TASK TO COMPLETE ▸ Gather the lines from the material that contain "like".

DATA FOR THIS TASK ▸
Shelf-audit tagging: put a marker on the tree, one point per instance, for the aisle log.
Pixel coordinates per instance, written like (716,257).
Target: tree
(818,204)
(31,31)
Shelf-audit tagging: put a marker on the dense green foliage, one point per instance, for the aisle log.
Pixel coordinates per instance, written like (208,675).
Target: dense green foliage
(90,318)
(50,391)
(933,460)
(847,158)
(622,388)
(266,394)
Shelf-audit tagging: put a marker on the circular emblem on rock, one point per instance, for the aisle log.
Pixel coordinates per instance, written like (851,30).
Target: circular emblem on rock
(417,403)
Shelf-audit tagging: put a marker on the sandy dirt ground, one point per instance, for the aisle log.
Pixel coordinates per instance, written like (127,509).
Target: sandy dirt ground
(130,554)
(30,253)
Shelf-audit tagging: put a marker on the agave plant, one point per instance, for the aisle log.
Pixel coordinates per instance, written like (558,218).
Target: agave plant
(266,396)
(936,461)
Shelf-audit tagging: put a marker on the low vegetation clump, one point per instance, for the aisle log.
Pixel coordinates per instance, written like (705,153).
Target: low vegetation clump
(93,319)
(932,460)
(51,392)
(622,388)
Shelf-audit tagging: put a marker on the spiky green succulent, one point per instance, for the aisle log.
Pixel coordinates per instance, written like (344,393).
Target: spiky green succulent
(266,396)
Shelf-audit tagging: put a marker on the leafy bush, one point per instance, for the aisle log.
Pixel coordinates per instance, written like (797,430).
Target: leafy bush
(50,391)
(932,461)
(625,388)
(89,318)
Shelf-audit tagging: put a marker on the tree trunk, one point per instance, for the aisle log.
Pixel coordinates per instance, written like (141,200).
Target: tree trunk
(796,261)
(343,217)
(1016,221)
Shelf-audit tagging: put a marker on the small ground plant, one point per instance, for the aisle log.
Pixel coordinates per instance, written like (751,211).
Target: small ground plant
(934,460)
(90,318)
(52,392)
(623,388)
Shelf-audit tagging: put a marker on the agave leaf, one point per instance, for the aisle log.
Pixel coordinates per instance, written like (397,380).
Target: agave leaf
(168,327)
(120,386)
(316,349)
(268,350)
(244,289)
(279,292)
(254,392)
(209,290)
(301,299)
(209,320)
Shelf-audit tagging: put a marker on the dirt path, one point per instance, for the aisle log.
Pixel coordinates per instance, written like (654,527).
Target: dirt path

ANSWER TO THE EXERCISE ▸
Pixel coordinates per instance, written like (716,257).
Pixel coordinates per instance, written like (208,675).
Pixel coordinates per instance, written like (851,30).
Pixel coordinates per instance, written like (127,509).
Pixel coordinates per instance, written like (558,218).
Pixel coordinates per instance, written like (705,153).
Pixel coordinates per instance, written like (344,393).
Pixel coordinates per instance, written like (797,430).
Pixel coordinates per instance, written like (141,200).
Pixel coordinates per instance, written like (751,211).
Pixel coordinates per instance, written like (397,380).
Pixel coordinates per instance, written like (654,527).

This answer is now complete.